Your objective |
The entries below hold a line with "spot the sidewalk in the photo above" and a line with "spot the white trim in the photo above". Return those lines and all that lie between them, exactly and only.

Referring expression pointing data:
****************

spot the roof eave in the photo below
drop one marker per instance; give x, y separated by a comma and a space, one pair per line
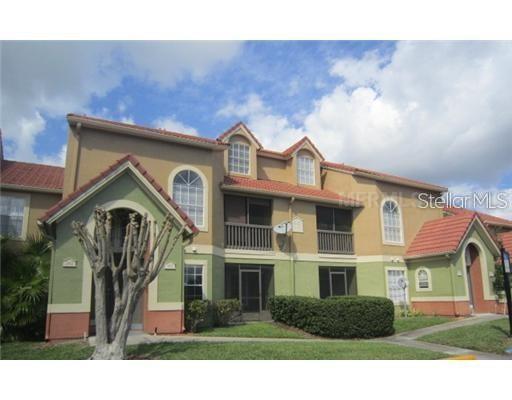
315, 199
9, 186
397, 181
141, 132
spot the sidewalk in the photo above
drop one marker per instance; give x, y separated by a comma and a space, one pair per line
407, 339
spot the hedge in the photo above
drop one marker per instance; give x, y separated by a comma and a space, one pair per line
204, 314
336, 317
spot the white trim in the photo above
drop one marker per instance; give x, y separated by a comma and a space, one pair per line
26, 212
205, 249
204, 266
429, 277
439, 298
170, 187
89, 192
297, 170
250, 145
396, 268
402, 233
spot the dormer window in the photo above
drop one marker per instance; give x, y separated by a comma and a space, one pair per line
306, 170
239, 156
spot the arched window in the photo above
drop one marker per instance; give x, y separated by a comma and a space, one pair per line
423, 279
188, 193
239, 157
305, 170
392, 222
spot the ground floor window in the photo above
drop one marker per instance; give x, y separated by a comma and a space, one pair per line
337, 281
252, 284
396, 292
193, 282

****************

Output |
spot the sidewalk in the photo above
drop one marker per instance; give x, y separated by a comma and a space, one pair per line
407, 339
spot the hedge in the photo above
drop one marker per instance; give x, y separated by a comma and a space, one pair per line
204, 314
336, 317
spot the white trim in the photo above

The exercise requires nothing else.